--- PASSAGE TO READ ---
· · · · · · ·

We want to calculate the trip that been lost (potential trip or trips that if the station was not empty, it would be happend. 
But now, because the station was empty, the trip being lost)
For that, we have to have 2 data: 
**1-** the (median) number of trips  happen regularly in "that" station at "that" 
time (part of the day) and "that" month
e.g. the median of number of trips at 9:00 from station id = 10 during April
**2-** the duration of station's emptiness (in minute)
then we could show : "if this station would not be empty, how many trips would be occured"

# Likelihood of trip based on situation

Find the median trip in each hour,each station,and each month 
weekend and weekdays also separated

![Bicycle-Q1 (8).jpg]


In [None]:
bicycle= bicycle_with_logistics_firstlast_trip[(bicycle_with_logistics_firstlast_trip['usertype']=='Subscriber')|
                                               (bicycle_with_logistics_firstlast_trip['usertype']=='Customer')].astype({'starttime':'datetime64[ns]',
                                                                                                                        'stoptime':'datetime64[ns]'})

total_station_trip = bicycle.groupby([pd.Grouper(key='starttime',freq='1h'),'start_station_id']).agg(
                                                                                        total_trip_duration=('tripduration','size'))
total_station_trip= total_station_trip.reset_index().sort_values('starttime')
total_station_trip['starttime']=pd.to_datetime( total_station_trip['starttime'].dt.strftime('%Y-%m-%d %H'))

· · · · · · ·

--- DATA LINES ---
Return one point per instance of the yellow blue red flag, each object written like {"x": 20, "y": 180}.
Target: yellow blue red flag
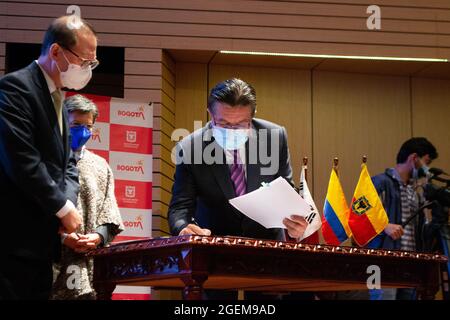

· · · · · · ·

--- TASKS TO PERFORM ---
1. In the bike-trip notebook excerpt, what unit is used to measure how long a station stays empty?
2. Reproduce the part of the bike-trip notebook excerpt starting with "For that, we" and going on through "emptiness (in minute)".
You won't need the listing.

--- TASK-BY-TASK OUTPUTS ---
1. Minutes.

2.
For that, we have to have 2 data: 
**1-** the (median) number of trips  happen regularly in "that" station at "that" 
time (part of the day) and "that" month
e.g. the median of number of trips at 9:00 from station id = 10 during April
**2-** the duration of station's emptiness (in minute)